Abstract
Ideal tests of the effects of therapeutic interventions measure the desired outcomes; however, the desired outcomes are not always easily measured or may be long-term objectives. Biomarkers and surrogate end-points are often cheaper and easier to measure and can be measured over a shorter time span. They can be used in screening, diagnosing, staging, and monitoring diseases, in monitoring responses to interventions, and in various aspects of drug discovery and development. They can be extrinsic to the body or intrinsic, and can relate to any point in the pharmacological chain, at the molecular, cellular, tissue, or organ level. Problems arise when the relation between the pathophysiology of the disease and the mechanism of action of the intervention is not properly understood; when adverse effects obviate therapeutic effects; when confounding factors, such as other drugs, alter the surrogate independently of the final end-point; when a biomarker persists after resolution of the disease; and when the concentration–effect curves for the effects of an intervention on the primary outcome and the surrogate are different. Use of biomarkers may also be hindered by poor reproducibility of measurement techniques. Challenges for clinical pharmacologists are to devise biomarker tests that are reliable, reproducible, sensitive, and specific, and surrogate end-points that are associated with the clinical outcomes of concern and useful. A robust taxonomy is needed of the relations that link the pathophysiology of disease, the mechanisms of action of interventions and their adverse effects, the desired clinical outcomes, and the surrogate end-points that predict them.
Introduction
Ideal tests of the effects of therapeutic interventions measure the desired outcomes. For example, the desired outcome in the management of pneumonia is resolution of its signs and symptoms (such as fever, breathlessness, chest pain, and auscultatory signs), which can be monitored during treatment. Other measures related to effects of the infection can also be assessed, such as the chest X-ray, inflammatory markers in the blood, and the presence of the organism in the sputum or antibodies to it in the blood, but as they are not the clinically relevant end-points they are regarded as surrogate end-points. Although in this case the surrogate end-points are very close in the pathophysiological chain to the clinically relevant end-points, there are important differences. For example, the time course of changes in a chest X-ray is not the same as the time course of changes in the clinical features of pneumonia; the former can take longer to show evidence of pneumonia and may take longer to resolve [1]. In some infections (for example, typhoid), an individual can continue to carry the organism long after recovery from the infection [2]; after recovery from infection with Clostridium difficile the toxin can be detected in the stools [3], and after recovery from viral diseases the serum antibodies can persist for years. These differences reduce the value of such markers in monitoring the disease and its response to treatment.

DATA SECTION =
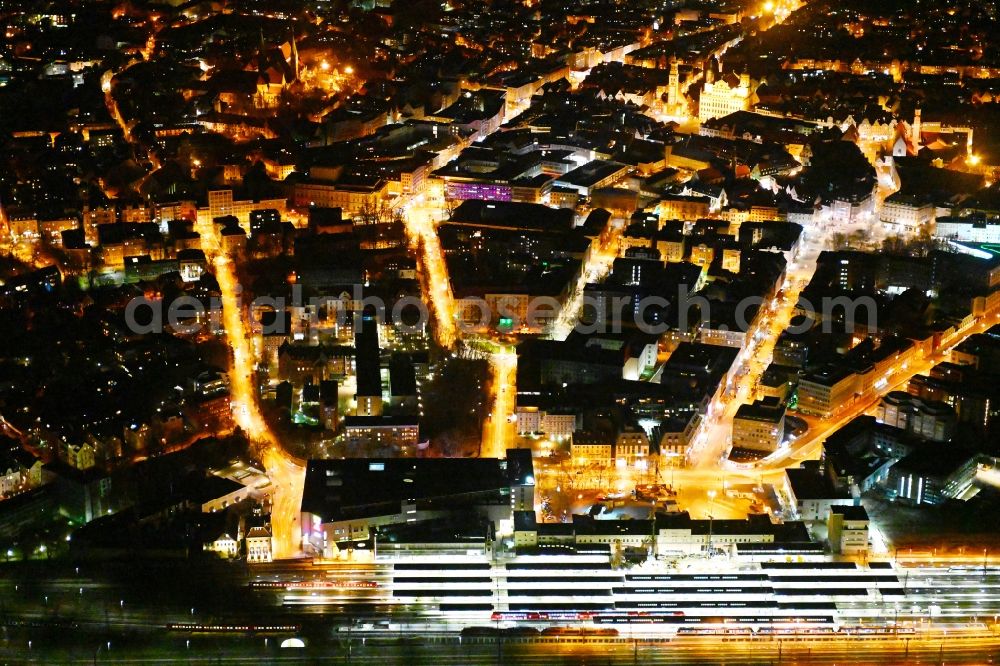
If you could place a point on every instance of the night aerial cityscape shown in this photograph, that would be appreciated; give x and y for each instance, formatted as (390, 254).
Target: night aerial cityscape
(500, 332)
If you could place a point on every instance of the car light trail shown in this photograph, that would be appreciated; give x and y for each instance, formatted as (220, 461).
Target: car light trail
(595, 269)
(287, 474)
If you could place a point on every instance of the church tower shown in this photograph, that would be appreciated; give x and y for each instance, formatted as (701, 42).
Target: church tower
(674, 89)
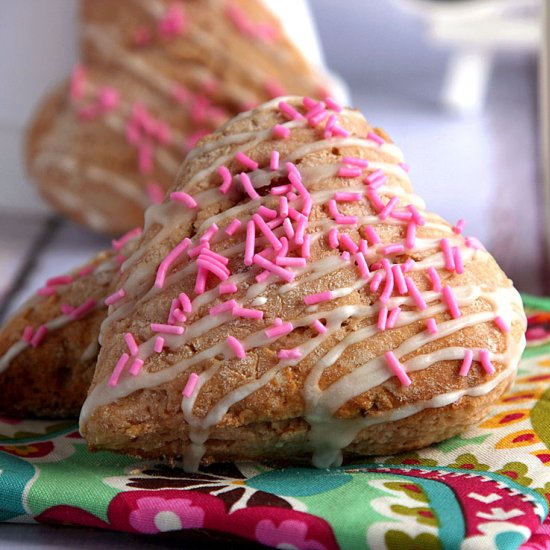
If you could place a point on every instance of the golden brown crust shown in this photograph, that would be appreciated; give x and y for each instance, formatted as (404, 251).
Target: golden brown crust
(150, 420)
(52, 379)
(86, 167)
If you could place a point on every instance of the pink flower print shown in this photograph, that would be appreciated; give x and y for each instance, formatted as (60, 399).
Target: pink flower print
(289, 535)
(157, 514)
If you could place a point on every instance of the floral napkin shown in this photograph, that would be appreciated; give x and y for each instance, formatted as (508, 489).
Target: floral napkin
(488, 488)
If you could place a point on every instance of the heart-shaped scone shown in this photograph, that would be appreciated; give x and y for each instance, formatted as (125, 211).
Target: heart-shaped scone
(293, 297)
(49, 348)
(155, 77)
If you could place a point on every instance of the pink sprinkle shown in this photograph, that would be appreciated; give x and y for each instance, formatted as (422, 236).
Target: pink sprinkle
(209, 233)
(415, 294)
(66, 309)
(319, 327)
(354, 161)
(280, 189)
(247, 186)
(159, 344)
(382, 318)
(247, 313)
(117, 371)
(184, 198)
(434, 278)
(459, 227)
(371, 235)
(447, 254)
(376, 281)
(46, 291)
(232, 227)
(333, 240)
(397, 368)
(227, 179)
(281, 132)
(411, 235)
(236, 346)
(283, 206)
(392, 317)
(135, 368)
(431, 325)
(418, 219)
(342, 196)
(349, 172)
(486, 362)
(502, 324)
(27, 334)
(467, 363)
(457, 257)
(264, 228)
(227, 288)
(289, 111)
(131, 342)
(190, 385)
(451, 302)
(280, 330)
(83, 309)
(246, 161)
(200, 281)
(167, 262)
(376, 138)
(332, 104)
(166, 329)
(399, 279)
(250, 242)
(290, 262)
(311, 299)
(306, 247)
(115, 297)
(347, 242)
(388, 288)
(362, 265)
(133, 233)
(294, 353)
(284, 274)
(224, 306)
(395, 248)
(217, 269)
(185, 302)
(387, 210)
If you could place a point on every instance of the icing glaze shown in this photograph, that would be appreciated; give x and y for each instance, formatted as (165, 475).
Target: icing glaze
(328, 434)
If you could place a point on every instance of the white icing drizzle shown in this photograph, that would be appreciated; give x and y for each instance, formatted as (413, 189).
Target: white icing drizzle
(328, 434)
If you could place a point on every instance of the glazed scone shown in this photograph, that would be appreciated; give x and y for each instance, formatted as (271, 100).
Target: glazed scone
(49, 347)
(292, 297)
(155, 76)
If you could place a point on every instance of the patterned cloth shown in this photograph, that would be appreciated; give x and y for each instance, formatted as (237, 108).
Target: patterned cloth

TASK OBJECTIVE =
Say whether each statement agrees with the biomarker text above, answering yes or no and quoting the deciding words of the text. 1. A chest X-ray can take longer than the clinical features to show evidence of pneumonia. 2. Biomarkers are usually more costly to measure than the desired outcomes. 3. Serum antibodies disappear within weeks after recovery from viral diseases.

SOLUTION =
1. Yes: "the former can take longer to show evidence of pneumonia"
2. No: "Biomarkers and surrogate end-points are often cheaper and easier to measure"
3. No: "after recovery from viral diseases the serum antibodies can persist for years"